* TEXT BLOCK
I believe it's preferred to utilize package.preload rather than
override require.  There are a number of utilities like this linked on
the bottom of [1], notably precompiler/preloader, Squish, and
extensions to luac.  Squish handles minifying and compiling byte code
prior to bundling.  Bundling .so/.dll's as well is something some have
also mentioned, like my recent post on the LuaRocks mailing list that
made a comparison to similar things that have been done in Perl PAR
and Java JAR [2].  Your best bet for loading the .so/.dll's from your
bundle is to extract and cache them to a temporary directory (I'm not
aware of it being trivial to do otherwise) and load them into memory
by adjusting package.cpath or calling package.loadlib directly.

* EXERCISE TASK 1
Return, word for word, the part of the post on bundling Lua modules starting with "I believe it's" and going on through "calling package.loadlib directly.".
* EXERCISE TASK 2
Resume the post on bundling Lua modules from its last sentence onward.
The material after this post on bundling Lua modules has no connection to it.

* INFORMATION SUPPLIED
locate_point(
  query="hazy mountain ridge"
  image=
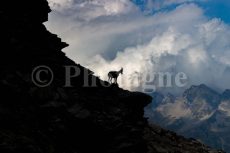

* OUTPUT 1
I believe it's preferred to utilize package.preload rather than
override require.  There are a number of utilities like this linked on
the bottom of [1], notably precompiler/preloader, Squish, and
extensions to luac.  Squish handles minifying and compiling byte code
prior to bundling.  Bundling .so/.dll's as well is something some have
also mentioned, like my recent post on the LuaRocks mailing list that
made a comparison to similar things that have been done in Perl PAR
and Java JAR [2].  Your best bet for loading the .so/.dll's from your
bundle is to extract and cache them to a temporary directory (I'm not
aware of it being trivial to do otherwise) and load them into memory
by adjusting package.cpath or calling package.loadlib directly.

* OUTPUT 2
I haven't fully analyzed the available solutions though.  My suspicion
has been that string.dump is not as general as it could be [3,4], but
that has been moot on LuaJit which didn't add string.dump support
until recently.  Personally, I just use some combination of scripts
that work for me but are not entirely general.  A real world test of
some bundling tool like this would be to take all the modules in a
distribution (e.g. LuaForWindows/LuaRocks/LuaDist-Batteries), which
are written by many different authors, bundle them into a single file
with your tool, and run all the tests on those packages in the bundle.

I don't see how Lua 5.2-beta's treatment of module negatively weighs
into bundling.  A fundamental part of modularity indeed is
composability, and elimination of side-effects and obscure corner
cases in the module loader function (e.g. even making it pure [5])
furthers that goal.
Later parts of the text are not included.